===== Source passage =====

Invasive Pneumococcal Disease, Recurrent Isolated, 1

A number sign (#) is used with this entry because recurrent isolated invasive pneumococcal disease (IPD1) can be caused by mutation in the IRAK4 gene (606883). Another form of this disorder (IPD2; 300640) is caused by mutation in the NEMO gene (300248). Protection against IPD has been associated with a coding single-nucleotide polymorphism (SNP) in the TIRAP gene (606252.0001).

Description

Recurrent invasive pneumococcal disease (IPD) is defined as 2 episodes of IPD occurring at least 1 month apart, whether caused by the same or different serotypes or strains (Ku et al., 2007). Recurrent IPD occurs in at least 2% of patients in most series, making IPD the most important known risk factor for subsequent IPD.

Clinical Features

Ku et al. (2007) described 2 otherwise healthy children with isolated recurrent IPD as the only clinical infectious manifestation of an inherited disorder in nuclear factor kappa-B (see 164011)-dependent immunity. One was found to carry a hemizygous mutation in the NEMO gene (see IPD2, 300640). The other was a 7-year-old boy born to unrelated Hungarian parents. He received immunizations with no complications. At age 3 years, he developed arthritis of the right hip caused by Streptococcus pneumoniae serotype 14. He was successfully treated with intravenous antibiotic for 12 days. At age 5.5 years, he developed meningitis caused by Streptococcus pneumoniae serotype 14, with moderate headache and a slightly high temperature. The patient recovered without sequelae after treatment for 12 days with intravenous antibiotic. He had no other bacterial, viral, or fungal disease. Poor clinical and biologic inflammatory responses during infectious episodes and antipolysaccharide antibody deficiency suggested genetic defects in Toll-like receptor (TLR) (see 603030)-NF-kappa-B-mediated immunity. Fibroblasts showed no response to interleukin-1-beta (147720), but normal responses to TNF-alpha (191160), stimulation; overall, responses suggested a defect in TLR and IL1R signaling pathways. He was immunized with the heptavalent pneumococcal conjugate vaccine and with a 23-valent pneumococcal vaccine, and prescribed monthly intravenous immunoglobulin infusions. He remained well with no further infections to the time of the report.

Molecular Genetics

In a 7-year-old boy born of unrelated Hungarian parents, Ku et al. (2007) found that recurrent invasive pneumococcal disease (IPD1; 610799) was related to compound heterozygosity for 2 mutations in the IRAK4 gene, located in the intron between exons 10 and 11: 1189-1G-T and 1188+520A-G (606883.0005). The authors noted that this patient was the first in whom noncoding mutation in the IRAK4 gene had been found.

Autosomal recessive IRAK4 deficiency (607676) and X-linked recessive NEMO deficiencies (e.g., 300291, 300584) are primary immunodeficiencies that affect NF-kappa-B-mediated immunity and cause a relatively broad susceptibility to infections. The patients described by Ku et al. (2007) displayed none of the other known infectious phenotypes associated with these disorders.

Khor et al. (2007) found that heterozygous carriage of a leucine substitution at ser180 of the TIRAP gene (606252.0001) associated independently with protection against 4 infectious diseases, including invasive pneumococcal disease, in several different study populations.

=====

What this exercise asks:
[a] In the entry on recurrent invasive pneumococcal disease, what caused the arthritis of the right hip that the Hungarian boy developed at age 3 years?
[b] Restate the entry on recurrent invasive pneumococcal disease starting at "Khor et al." and ending at "different study populations.", and swap "protection" for "resistance".

===== Material provided =====

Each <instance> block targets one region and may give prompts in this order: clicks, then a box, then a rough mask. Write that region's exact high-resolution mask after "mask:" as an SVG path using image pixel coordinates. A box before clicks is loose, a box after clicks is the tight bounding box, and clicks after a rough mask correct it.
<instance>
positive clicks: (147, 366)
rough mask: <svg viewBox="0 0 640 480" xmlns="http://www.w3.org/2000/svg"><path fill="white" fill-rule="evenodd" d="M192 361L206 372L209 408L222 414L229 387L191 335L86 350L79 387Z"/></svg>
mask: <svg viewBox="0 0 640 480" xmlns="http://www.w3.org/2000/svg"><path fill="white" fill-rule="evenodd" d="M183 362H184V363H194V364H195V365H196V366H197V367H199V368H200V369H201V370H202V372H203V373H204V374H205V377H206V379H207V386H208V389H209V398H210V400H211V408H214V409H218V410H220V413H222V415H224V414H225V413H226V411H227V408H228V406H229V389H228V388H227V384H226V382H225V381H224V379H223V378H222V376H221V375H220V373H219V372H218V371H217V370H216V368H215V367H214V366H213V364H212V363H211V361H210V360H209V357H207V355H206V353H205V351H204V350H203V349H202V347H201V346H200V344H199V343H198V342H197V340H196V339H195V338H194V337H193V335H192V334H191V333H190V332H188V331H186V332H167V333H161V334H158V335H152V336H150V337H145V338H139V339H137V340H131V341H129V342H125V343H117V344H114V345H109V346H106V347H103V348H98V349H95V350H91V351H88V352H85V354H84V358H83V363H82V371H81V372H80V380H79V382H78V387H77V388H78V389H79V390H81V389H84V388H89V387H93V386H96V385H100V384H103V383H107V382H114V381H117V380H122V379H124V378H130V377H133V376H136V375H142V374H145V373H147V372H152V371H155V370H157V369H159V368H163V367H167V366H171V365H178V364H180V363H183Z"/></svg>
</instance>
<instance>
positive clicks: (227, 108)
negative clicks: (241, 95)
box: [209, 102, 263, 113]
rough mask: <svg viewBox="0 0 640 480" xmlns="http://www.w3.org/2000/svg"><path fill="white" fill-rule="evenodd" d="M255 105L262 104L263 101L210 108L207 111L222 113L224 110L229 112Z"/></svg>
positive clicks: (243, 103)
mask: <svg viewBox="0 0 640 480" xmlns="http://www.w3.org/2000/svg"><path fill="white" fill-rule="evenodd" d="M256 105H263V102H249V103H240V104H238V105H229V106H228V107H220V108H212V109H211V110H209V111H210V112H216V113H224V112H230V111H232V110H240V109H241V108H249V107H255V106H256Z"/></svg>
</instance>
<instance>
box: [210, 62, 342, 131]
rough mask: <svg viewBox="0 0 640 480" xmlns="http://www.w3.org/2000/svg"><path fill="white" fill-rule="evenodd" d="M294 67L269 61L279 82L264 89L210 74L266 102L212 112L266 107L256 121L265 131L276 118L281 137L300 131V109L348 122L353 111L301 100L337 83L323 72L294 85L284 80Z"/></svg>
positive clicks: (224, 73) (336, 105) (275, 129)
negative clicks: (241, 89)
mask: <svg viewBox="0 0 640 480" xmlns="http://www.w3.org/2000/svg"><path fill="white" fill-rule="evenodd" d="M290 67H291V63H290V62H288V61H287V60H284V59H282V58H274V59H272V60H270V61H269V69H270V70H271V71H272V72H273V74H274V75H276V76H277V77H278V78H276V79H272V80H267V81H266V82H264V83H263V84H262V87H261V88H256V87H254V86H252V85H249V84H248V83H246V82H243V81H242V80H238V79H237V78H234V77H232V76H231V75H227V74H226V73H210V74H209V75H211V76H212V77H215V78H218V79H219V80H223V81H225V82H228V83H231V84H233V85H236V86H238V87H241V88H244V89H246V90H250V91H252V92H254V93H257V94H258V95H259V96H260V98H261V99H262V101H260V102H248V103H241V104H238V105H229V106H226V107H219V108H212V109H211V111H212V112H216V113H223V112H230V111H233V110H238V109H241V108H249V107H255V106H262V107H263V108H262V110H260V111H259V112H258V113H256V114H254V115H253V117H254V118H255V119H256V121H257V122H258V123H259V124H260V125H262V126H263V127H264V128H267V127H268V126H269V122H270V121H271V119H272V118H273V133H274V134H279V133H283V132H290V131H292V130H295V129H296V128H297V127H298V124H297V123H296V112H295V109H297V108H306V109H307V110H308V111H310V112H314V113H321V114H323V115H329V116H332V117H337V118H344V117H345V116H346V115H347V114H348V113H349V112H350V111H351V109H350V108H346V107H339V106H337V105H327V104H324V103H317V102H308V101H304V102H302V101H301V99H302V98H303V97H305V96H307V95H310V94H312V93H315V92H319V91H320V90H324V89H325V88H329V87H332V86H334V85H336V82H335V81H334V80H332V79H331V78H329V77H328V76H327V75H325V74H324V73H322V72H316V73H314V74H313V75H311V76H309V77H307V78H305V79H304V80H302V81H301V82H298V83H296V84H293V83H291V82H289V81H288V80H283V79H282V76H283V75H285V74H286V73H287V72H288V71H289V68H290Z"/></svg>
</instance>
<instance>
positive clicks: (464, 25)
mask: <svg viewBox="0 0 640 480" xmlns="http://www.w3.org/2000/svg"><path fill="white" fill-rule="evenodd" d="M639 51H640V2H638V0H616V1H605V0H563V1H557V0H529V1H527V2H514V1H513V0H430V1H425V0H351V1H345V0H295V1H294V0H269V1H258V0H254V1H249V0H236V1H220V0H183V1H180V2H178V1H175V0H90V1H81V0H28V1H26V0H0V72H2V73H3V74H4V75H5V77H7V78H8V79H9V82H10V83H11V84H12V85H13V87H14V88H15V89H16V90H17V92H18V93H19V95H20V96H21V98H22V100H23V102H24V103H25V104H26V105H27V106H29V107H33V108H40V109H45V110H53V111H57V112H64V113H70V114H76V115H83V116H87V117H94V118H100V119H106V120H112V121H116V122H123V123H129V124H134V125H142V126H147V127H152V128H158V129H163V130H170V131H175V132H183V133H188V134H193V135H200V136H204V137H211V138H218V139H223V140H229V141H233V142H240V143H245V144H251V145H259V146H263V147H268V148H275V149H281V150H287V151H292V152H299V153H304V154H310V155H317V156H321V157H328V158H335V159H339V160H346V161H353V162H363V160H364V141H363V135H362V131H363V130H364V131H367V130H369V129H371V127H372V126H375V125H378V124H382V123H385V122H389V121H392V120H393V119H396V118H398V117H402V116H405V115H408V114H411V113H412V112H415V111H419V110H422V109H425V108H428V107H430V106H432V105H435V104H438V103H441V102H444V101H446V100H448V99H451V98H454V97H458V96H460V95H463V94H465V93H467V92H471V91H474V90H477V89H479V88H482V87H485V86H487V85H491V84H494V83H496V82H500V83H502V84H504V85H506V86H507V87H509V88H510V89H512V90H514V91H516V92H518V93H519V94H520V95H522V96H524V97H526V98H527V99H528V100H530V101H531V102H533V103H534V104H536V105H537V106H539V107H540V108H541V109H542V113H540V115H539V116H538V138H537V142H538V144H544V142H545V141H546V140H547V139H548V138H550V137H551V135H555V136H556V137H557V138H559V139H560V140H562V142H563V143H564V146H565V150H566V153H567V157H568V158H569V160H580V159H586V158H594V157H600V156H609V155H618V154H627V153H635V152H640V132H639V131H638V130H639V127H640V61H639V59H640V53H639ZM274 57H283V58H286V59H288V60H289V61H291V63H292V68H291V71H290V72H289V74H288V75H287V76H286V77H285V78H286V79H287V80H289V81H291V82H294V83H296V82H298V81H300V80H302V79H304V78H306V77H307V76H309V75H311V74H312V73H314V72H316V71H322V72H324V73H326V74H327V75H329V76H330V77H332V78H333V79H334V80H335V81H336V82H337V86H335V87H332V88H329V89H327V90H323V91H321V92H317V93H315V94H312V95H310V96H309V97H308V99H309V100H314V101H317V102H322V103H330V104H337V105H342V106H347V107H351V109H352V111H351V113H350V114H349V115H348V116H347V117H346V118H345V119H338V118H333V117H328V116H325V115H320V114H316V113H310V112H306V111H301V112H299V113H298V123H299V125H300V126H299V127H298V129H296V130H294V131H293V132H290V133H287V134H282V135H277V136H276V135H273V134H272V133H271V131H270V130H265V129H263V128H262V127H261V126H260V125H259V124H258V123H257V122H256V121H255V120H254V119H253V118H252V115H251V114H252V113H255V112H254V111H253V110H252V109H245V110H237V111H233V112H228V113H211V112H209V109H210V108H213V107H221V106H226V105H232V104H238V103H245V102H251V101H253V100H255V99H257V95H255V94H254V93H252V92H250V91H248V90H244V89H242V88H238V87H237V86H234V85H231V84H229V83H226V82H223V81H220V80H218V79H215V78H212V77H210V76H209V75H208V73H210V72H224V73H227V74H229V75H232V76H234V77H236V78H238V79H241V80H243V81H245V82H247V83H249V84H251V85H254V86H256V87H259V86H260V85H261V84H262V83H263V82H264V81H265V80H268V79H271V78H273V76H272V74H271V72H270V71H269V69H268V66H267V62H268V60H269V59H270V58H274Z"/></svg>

=====

Responses:
[a] Streptococcus pneumoniae serotype 14

[b]
Khor et al. (2007) found that heterozygous carriage of a leucine substitution at ser180 of the TIRAP gene (606252.0001) associated independently with resistance against 4 infectious diseases, including invasive pneumococcal disease, in several different study populations.